_Selected text_
++++++++

We used 10 - year follow - up CaMoS cohort data to compare fracture risk between participants, >50, exposed versus unexposed to SSRIs/SNRIs. Incident fragility fractures reported in the absence of major trauma were confirmed radiographically. Time - dependent variables were created to capture current use of SSRIs or SNRIs. Multivariable Cox proportional hazard regression was used to estimate the hazard ratio (HR) for fracture, adjusting for other medications (anxiolytics, other antidepressants, glucocorticoids, bisphosphonates, calcium and vitamin D supplements), and for potential confounders (age, sex, co - morbidity, history of falls, and bone mineral density [BMD] at baseline).
Among 6,645 subjects, 192 (2.9%) were using SSRIs or/and SNRIs at baseline and 583 (14.1%) used them at some time during follow - up. SSRI/SNRI users were more likely than non - users to be women and, at baseline, had more comorbidity, and higher use of anxiolytics and other antidepressants. There were 978 incident fractures (43 in the current SSRI/SNRI users) in 52,625.5 person - years. Controlling for all aforementioned covariates, current SSRI/SNRI use was associated with fragility fractures (HR: 1.67; 95% confidence interval: 1.33 - 2.14).
Current use of SSRI/SNRI was associated with an important, almost 70%, increase of risk of incident fragility fractures, even after controlling for important potential confounders.

++++++++

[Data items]

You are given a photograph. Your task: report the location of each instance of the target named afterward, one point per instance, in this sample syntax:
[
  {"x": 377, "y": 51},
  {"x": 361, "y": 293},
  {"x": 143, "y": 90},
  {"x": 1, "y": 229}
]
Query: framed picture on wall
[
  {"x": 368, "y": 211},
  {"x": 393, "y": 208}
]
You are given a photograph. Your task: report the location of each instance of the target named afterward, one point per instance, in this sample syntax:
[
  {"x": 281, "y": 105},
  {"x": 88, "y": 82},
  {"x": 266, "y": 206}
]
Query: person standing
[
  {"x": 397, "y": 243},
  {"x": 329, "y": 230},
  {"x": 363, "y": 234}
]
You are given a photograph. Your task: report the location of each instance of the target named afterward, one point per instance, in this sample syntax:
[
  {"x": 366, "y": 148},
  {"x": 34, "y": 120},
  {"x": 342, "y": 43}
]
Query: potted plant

++++++++

Duplicate the passage from the study on antidepressant use and fracture risk, from "Current use of SSRI/SNRI" up to and including "important potential confounders.". The data items were taken from a separate source.

Current use of SSRI/SNRI was associated with an important, almost 70%, increase of risk of incident fragility fractures, even after controlling for important potential confounders.